Required work —
Please turn the entries below into a JSON list of strings, one string per line with blank lines omitted, starting at the line that contains "Where can the blue" and continuing through the last line of the entries. Leave out the picture lines.

---------- Task material

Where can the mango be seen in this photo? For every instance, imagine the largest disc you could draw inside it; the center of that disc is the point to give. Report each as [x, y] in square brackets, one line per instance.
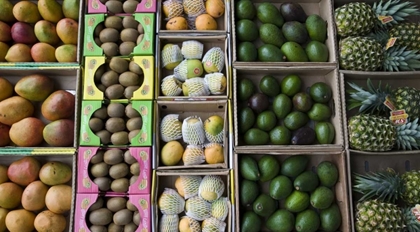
[14, 109]
[34, 87]
[66, 53]
[27, 132]
[45, 31]
[43, 52]
[59, 133]
[67, 30]
[58, 105]
[50, 10]
[18, 52]
[26, 11]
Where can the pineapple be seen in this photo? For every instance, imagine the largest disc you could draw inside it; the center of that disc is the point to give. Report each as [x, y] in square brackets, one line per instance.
[359, 18]
[374, 133]
[372, 100]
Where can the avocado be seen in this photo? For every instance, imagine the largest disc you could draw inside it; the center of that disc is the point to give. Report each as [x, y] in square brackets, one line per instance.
[271, 34]
[303, 136]
[294, 52]
[316, 27]
[292, 11]
[295, 31]
[307, 181]
[258, 102]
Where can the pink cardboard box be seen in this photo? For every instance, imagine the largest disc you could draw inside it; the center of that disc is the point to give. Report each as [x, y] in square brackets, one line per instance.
[141, 186]
[95, 6]
[84, 201]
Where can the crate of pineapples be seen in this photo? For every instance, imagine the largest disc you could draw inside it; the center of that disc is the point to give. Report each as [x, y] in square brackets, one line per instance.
[378, 35]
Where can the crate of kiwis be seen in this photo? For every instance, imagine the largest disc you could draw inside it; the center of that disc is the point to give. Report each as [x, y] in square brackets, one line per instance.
[116, 170]
[121, 7]
[118, 78]
[118, 123]
[119, 35]
[109, 212]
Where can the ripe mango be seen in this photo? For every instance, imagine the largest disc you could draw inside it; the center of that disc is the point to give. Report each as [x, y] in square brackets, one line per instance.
[15, 108]
[50, 10]
[58, 105]
[43, 52]
[35, 87]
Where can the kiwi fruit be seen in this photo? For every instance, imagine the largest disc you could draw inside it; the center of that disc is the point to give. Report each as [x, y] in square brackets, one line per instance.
[114, 91]
[115, 110]
[115, 125]
[113, 156]
[116, 203]
[123, 217]
[100, 217]
[117, 171]
[113, 22]
[120, 185]
[100, 169]
[96, 124]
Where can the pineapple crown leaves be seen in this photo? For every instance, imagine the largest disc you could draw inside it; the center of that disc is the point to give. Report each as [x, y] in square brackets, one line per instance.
[385, 185]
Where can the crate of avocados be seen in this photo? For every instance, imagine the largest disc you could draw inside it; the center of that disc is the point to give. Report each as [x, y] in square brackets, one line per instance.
[41, 33]
[121, 7]
[281, 33]
[95, 212]
[191, 134]
[119, 35]
[298, 110]
[39, 110]
[114, 170]
[193, 67]
[193, 17]
[388, 122]
[382, 172]
[192, 199]
[118, 78]
[297, 191]
[37, 192]
[116, 123]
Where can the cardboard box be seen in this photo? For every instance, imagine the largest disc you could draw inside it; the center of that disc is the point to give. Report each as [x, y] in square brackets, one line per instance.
[166, 179]
[223, 23]
[142, 185]
[340, 189]
[221, 41]
[308, 78]
[186, 109]
[323, 8]
[95, 7]
[145, 48]
[70, 160]
[92, 64]
[143, 138]
[84, 201]
[63, 78]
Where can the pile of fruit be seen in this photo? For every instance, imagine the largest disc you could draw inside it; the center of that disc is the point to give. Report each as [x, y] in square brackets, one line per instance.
[204, 141]
[119, 35]
[116, 123]
[119, 78]
[192, 14]
[114, 170]
[378, 37]
[298, 198]
[19, 105]
[44, 31]
[200, 201]
[287, 33]
[280, 113]
[114, 214]
[35, 195]
[189, 65]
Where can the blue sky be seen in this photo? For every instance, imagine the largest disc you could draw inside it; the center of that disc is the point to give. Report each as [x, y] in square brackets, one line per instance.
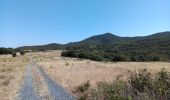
[32, 22]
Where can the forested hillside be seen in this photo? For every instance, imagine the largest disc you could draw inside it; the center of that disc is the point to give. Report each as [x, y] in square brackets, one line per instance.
[109, 47]
[149, 48]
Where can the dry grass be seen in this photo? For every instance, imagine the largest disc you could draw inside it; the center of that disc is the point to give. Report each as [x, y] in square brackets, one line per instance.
[41, 86]
[71, 73]
[11, 75]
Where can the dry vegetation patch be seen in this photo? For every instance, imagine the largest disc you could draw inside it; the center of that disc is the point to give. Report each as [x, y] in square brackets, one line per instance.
[71, 73]
[11, 75]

--------------------

The solution —
[
  "Where can the blue sky be seen in this photo? For every instance, imagine the largest disc you could draw inside it; the center of that disc is the point to give. Report each as [x, y] in square brackets, one line per instance.",
  "[32, 22]",
  "Where can the forested hillside be seen in this photo? For every instance, imagine the largest disc you could draw inside it; the center of that disc is the point to give. Report each as [x, y] in square brackets, one line per instance.",
  "[109, 47]",
  "[149, 48]",
  "Where can the dry grass be seen in this photo? For every instance, imagine the largest disc you could draw inside it; the center of that disc is the point to give. Report each as [x, y] in square brackets, one line per instance.",
  "[41, 86]",
  "[71, 73]",
  "[11, 75]",
  "Where can the dry vegetation patch be seen in this photo? For every instance, imagine the largest disc you could draw inside it; the center of that disc is the point to give. Report each as [x, y] in square brackets, one line per instance.",
  "[71, 73]",
  "[11, 75]"
]